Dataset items
%%

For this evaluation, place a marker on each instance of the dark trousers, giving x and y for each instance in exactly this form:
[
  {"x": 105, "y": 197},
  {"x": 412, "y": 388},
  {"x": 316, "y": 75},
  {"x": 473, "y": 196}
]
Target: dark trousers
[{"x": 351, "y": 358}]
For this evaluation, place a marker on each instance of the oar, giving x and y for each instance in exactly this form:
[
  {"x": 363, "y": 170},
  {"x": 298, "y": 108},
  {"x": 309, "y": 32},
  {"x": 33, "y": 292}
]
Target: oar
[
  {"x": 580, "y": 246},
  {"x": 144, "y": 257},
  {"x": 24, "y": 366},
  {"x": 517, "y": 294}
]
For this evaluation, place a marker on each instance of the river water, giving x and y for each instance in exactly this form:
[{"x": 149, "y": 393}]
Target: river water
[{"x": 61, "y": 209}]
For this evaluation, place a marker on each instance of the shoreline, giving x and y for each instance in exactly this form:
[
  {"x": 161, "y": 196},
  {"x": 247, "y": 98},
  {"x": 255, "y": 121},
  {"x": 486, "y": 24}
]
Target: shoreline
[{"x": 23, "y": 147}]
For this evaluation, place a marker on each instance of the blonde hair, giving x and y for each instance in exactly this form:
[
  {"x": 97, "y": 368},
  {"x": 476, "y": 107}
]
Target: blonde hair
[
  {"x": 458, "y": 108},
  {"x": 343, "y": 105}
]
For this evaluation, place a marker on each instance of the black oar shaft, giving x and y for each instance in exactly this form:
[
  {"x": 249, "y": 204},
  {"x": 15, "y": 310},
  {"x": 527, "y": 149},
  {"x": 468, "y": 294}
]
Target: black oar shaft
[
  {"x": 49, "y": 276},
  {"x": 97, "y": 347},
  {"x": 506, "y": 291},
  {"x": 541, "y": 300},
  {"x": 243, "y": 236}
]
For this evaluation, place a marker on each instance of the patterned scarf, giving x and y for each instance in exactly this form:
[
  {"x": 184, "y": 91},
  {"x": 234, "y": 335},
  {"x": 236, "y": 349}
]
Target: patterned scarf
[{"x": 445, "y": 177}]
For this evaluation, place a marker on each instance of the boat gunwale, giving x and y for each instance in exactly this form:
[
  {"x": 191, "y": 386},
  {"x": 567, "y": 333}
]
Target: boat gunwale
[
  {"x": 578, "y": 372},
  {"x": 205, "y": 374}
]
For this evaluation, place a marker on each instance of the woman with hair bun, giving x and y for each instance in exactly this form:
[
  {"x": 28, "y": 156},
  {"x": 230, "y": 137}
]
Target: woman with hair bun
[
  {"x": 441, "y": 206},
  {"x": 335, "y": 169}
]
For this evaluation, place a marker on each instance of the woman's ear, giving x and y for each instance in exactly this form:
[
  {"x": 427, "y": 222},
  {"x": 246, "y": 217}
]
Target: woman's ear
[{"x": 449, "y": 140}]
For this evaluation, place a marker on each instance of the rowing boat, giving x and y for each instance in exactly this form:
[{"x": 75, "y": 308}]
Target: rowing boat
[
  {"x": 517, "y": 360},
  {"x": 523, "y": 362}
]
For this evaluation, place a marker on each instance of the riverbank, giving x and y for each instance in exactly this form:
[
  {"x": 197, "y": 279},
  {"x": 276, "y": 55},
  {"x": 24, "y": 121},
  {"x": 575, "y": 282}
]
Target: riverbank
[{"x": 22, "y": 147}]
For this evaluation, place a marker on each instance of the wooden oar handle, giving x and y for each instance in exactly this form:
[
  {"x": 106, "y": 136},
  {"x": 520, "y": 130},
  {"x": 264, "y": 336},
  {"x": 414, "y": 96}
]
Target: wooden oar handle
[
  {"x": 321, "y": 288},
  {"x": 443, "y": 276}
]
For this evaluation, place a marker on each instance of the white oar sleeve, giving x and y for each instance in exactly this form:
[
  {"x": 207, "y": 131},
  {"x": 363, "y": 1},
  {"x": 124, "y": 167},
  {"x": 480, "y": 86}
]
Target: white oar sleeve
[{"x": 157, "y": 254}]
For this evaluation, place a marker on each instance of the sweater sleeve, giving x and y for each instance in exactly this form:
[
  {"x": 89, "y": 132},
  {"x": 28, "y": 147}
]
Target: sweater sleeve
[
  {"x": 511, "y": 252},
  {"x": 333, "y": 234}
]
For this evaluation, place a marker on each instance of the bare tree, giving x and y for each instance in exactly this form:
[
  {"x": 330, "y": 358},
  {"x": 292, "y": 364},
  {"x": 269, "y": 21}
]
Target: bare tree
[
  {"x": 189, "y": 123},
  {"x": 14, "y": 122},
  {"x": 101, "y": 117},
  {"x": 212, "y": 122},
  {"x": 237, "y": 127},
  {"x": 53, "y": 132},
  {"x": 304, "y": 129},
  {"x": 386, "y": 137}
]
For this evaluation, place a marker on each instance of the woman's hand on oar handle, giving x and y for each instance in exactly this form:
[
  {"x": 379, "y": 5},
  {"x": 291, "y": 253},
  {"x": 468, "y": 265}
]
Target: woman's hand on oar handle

%%

Rewrite the rows above with every occurrence of "place a marker" changed to "set a point". Leave everything else unchanged.

RESPONSE
For this evaluation, set a point on each instance of the dark trousers, giving x and y for each instance in exactly this form:
[
  {"x": 105, "y": 197},
  {"x": 412, "y": 388},
  {"x": 316, "y": 75},
  {"x": 473, "y": 196}
]
Target: dark trousers
[{"x": 351, "y": 358}]
For this evaluation, set a point on each instance of the oar, giving x and y for each instance in exactly this form:
[
  {"x": 363, "y": 170},
  {"x": 298, "y": 108},
  {"x": 309, "y": 32},
  {"x": 33, "y": 292}
]
Target: oar
[
  {"x": 580, "y": 246},
  {"x": 144, "y": 257},
  {"x": 24, "y": 366},
  {"x": 517, "y": 294}
]
For this evaluation, set a point on each instance of the river water, giving x and y for each instance in exactly this form:
[{"x": 149, "y": 393}]
Target: river water
[{"x": 61, "y": 209}]
For this evaluation, set a point on each instance of the shoreline, giving x and y for each instance in exactly this form:
[
  {"x": 161, "y": 196},
  {"x": 247, "y": 98},
  {"x": 255, "y": 121},
  {"x": 486, "y": 24}
]
Target: shoreline
[{"x": 23, "y": 147}]
For this evaluation, set a point on each instance of the blonde hair, giving x and y for each instance in exactly this form:
[
  {"x": 97, "y": 368},
  {"x": 476, "y": 107}
]
Target: blonde hair
[
  {"x": 458, "y": 108},
  {"x": 343, "y": 105}
]
For this evaluation, set a point on each instance of the black oar shaft, giving x and y for each instance in exactly this form:
[
  {"x": 249, "y": 204},
  {"x": 15, "y": 310},
  {"x": 527, "y": 149},
  {"x": 468, "y": 294}
]
Target: black oar shaft
[
  {"x": 49, "y": 276},
  {"x": 97, "y": 347},
  {"x": 506, "y": 291},
  {"x": 541, "y": 300},
  {"x": 243, "y": 236}
]
For this evaluation, set a point on each instance of the patterned scarf, giving x and y for each instance in exactly this form:
[
  {"x": 184, "y": 91},
  {"x": 234, "y": 335},
  {"x": 236, "y": 349}
]
Target: patterned scarf
[{"x": 445, "y": 177}]
For this evaluation, set a point on each instance of the boat gunwale, giving x and y for each instance in exactly this form:
[
  {"x": 191, "y": 386},
  {"x": 567, "y": 333}
]
Target: boat gunwale
[
  {"x": 578, "y": 372},
  {"x": 205, "y": 374}
]
For this evaluation, set a point on each instance of the woman with hair bun, giving x and y for each instance in exactly this form:
[
  {"x": 28, "y": 156},
  {"x": 230, "y": 137}
]
Target: woman with hair bun
[
  {"x": 441, "y": 206},
  {"x": 335, "y": 169}
]
For this evaluation, set a point on each instance of the woman's ear, giving x and y for each instance in exactly this form:
[
  {"x": 427, "y": 222},
  {"x": 246, "y": 217}
]
Target: woman's ear
[{"x": 449, "y": 140}]
For this evaluation, set a point on each instance of the rowing boat, giving x and y for each instance in exactly this form:
[{"x": 75, "y": 308}]
Target: rowing boat
[
  {"x": 517, "y": 360},
  {"x": 523, "y": 362}
]
For this evaluation, set a point on each instance of the riverbank, giving x and y for each instance in exactly this form:
[
  {"x": 197, "y": 279},
  {"x": 276, "y": 55},
  {"x": 24, "y": 121},
  {"x": 575, "y": 282}
]
Target: riverbank
[{"x": 22, "y": 147}]
For this evaluation, set a point on each instance of the wooden oar handle, giving x and y for each instance in exactly this form:
[
  {"x": 106, "y": 136},
  {"x": 520, "y": 130},
  {"x": 264, "y": 336},
  {"x": 414, "y": 96}
]
Target: wooden oar handle
[
  {"x": 321, "y": 288},
  {"x": 443, "y": 276}
]
For this evaluation, set a point on each instance of the white oar sleeve, giving x and y for each instance in exactly this form:
[
  {"x": 207, "y": 131},
  {"x": 363, "y": 1},
  {"x": 124, "y": 167},
  {"x": 480, "y": 86}
]
Target: white oar sleeve
[{"x": 157, "y": 254}]
For this evaluation, set a point on each instance of the sweater sleeve, giving x and y for each instance in exactly this form:
[
  {"x": 89, "y": 132},
  {"x": 28, "y": 147}
]
Target: sweater sleeve
[
  {"x": 511, "y": 252},
  {"x": 333, "y": 234}
]
For this evaluation, set a point on each instance of the bare tree, giving x and y for each instance in exactly this form:
[
  {"x": 330, "y": 358},
  {"x": 292, "y": 364},
  {"x": 269, "y": 21}
]
Target: bare tree
[
  {"x": 189, "y": 123},
  {"x": 14, "y": 122},
  {"x": 101, "y": 117},
  {"x": 212, "y": 122},
  {"x": 237, "y": 127},
  {"x": 53, "y": 132},
  {"x": 304, "y": 129},
  {"x": 386, "y": 137}
]
For this evaluation, set a point on each instance of the woman's hand on oar handle, giving x and y for each instance in exactly this form:
[
  {"x": 379, "y": 5},
  {"x": 291, "y": 253},
  {"x": 468, "y": 265}
]
Target: woman's hand on oar handle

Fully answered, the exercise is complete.